▶ _WORK REQUIRED_
Below are the records. Restate word for word every line from the one that contains "Spot the clear" through the final line, both included.

▶ _MATERIAL PROVIDED_

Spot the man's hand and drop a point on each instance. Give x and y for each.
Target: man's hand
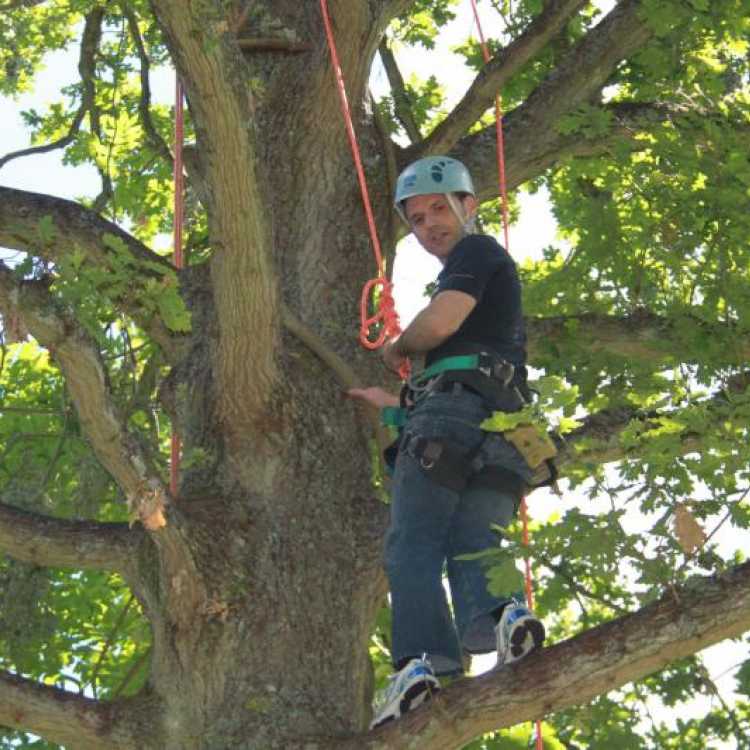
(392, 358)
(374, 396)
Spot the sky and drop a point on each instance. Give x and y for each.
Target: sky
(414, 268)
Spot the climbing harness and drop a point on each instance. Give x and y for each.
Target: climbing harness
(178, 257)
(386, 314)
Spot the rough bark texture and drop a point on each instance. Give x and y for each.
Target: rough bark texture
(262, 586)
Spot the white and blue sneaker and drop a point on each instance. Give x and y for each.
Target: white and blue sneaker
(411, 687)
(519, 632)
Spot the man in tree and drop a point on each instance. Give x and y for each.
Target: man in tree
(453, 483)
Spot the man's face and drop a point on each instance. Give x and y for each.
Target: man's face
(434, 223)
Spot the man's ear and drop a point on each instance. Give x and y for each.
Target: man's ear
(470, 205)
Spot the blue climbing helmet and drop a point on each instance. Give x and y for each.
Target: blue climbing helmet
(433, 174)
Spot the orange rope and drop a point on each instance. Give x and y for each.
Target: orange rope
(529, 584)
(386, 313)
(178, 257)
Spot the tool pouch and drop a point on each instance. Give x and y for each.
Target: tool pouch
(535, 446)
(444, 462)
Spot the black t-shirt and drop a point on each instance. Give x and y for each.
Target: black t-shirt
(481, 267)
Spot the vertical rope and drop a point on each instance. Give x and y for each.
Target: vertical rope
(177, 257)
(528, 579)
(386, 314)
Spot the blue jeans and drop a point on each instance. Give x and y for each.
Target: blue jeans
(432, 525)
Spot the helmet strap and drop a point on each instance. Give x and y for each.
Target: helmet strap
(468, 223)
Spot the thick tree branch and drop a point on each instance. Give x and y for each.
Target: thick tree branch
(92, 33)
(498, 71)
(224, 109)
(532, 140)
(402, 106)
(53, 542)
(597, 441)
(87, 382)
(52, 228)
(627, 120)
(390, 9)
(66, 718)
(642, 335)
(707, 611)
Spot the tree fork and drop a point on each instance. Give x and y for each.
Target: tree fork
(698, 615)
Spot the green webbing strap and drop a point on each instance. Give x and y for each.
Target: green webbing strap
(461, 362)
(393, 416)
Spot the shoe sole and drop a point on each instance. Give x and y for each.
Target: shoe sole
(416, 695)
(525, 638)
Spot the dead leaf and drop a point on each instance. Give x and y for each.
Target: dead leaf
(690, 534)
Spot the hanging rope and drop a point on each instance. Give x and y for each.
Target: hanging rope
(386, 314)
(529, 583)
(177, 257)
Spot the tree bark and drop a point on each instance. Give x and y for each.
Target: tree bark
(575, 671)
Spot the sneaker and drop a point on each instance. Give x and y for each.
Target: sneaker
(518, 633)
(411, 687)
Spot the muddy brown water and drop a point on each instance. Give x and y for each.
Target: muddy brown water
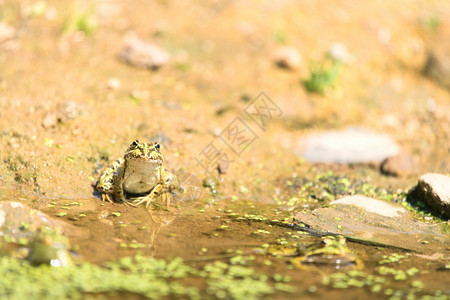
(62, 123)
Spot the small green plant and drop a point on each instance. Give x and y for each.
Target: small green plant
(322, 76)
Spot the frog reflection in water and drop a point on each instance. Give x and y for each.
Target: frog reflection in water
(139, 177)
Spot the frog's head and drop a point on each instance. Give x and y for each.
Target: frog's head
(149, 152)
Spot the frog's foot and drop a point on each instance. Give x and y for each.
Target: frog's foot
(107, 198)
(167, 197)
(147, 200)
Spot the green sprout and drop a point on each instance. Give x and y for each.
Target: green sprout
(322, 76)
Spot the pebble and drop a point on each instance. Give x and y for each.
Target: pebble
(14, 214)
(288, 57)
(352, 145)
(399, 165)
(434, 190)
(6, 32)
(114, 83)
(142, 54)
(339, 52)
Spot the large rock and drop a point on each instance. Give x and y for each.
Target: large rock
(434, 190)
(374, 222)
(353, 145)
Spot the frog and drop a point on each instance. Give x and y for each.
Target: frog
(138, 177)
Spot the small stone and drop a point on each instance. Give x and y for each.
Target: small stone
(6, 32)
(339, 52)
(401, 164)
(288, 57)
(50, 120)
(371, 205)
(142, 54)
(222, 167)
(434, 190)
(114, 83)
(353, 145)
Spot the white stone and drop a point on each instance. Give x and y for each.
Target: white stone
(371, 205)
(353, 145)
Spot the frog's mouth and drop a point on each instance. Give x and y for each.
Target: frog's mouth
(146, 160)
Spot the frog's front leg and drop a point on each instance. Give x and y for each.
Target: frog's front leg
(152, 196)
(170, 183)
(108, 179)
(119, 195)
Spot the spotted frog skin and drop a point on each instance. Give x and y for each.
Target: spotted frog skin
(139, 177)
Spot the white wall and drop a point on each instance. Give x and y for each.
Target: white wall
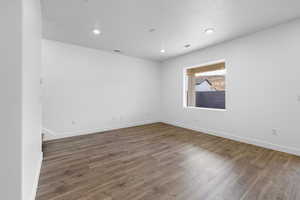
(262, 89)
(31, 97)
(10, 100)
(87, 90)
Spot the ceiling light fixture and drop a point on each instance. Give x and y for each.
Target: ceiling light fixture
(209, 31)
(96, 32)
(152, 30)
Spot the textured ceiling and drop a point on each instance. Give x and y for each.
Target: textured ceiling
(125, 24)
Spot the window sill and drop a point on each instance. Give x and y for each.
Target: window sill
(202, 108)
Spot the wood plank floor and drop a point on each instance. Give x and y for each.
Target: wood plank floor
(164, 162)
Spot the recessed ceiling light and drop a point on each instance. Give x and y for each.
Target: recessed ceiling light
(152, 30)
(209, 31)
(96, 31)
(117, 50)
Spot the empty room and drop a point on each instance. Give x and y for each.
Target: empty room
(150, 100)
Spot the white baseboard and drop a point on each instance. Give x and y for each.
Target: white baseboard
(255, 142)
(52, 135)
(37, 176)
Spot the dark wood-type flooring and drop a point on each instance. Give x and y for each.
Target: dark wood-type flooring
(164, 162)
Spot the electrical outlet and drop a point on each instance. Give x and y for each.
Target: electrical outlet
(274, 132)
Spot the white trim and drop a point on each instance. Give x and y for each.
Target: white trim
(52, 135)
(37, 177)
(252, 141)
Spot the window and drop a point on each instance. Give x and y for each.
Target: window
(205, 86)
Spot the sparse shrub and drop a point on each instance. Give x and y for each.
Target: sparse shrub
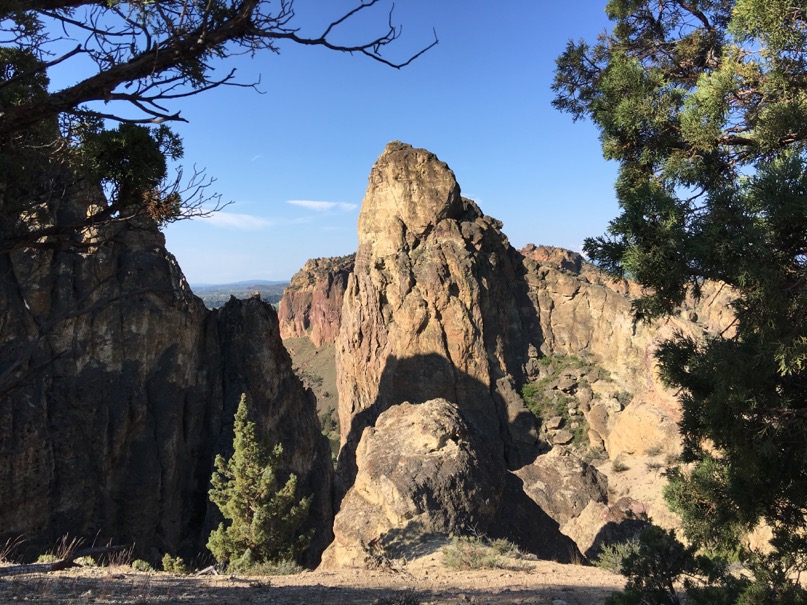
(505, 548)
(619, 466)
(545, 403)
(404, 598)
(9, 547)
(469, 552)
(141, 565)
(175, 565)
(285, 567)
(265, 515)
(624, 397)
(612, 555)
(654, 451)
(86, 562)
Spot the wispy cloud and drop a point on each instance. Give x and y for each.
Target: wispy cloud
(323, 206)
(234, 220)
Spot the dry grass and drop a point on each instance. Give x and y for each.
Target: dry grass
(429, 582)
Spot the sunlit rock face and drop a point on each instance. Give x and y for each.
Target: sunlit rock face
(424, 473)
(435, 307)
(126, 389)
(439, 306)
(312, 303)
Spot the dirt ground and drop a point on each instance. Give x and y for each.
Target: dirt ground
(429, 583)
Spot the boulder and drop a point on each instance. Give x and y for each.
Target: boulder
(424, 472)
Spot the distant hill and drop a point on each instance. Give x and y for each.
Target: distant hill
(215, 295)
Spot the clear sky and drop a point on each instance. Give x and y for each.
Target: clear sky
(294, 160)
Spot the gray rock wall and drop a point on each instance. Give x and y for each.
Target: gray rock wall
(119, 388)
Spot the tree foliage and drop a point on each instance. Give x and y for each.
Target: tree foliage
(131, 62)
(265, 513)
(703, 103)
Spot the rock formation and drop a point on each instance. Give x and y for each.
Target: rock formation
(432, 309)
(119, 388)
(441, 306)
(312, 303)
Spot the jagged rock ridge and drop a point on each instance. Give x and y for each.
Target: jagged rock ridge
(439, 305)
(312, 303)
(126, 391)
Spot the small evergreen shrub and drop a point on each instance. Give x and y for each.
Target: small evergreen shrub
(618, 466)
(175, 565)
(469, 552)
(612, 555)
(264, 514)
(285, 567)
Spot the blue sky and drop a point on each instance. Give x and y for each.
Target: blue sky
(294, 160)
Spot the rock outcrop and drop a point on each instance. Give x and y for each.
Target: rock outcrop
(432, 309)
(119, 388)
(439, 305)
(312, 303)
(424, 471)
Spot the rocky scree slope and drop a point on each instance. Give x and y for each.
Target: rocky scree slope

▶ _COMPLETED TASK_
Spot the clear sky and drop a point on each instance. Give x and y for each.
Target: clear sky
(294, 160)
Spot the gray rock wall and drop a point on each instance. Give x and y for each.
Target: gray rock wall
(119, 388)
Spot the tree foliage and drop a point on each instance. Give x and y for each.
Target: tree foliage
(131, 62)
(265, 513)
(703, 103)
Spot the rock formation and drop a point on each instance. Give x and y for each.
Target: rock formation
(432, 309)
(119, 388)
(441, 306)
(312, 303)
Spot the jagged rock ridge and drop a point on each instance. Give x and y for each.
Target: jagged rock ridge
(439, 305)
(312, 303)
(126, 391)
Spot the small evergreen shrub and drop a point on each instance. Give x and y for each.
Target: small evergreen shrub
(618, 466)
(175, 565)
(469, 552)
(612, 555)
(264, 514)
(285, 567)
Spot the blue sky and drop a point on each instance. Give x and y for each.
Target: blue sky
(294, 160)
Spot the rock outcrop and drop a point on each instance. Give x and y for each.
Target: rock outcrop
(432, 309)
(119, 388)
(439, 305)
(312, 303)
(424, 471)
Spot the rocky scree slope and drop a point on each instance. Give x and y for each.
Target: rocky scree slope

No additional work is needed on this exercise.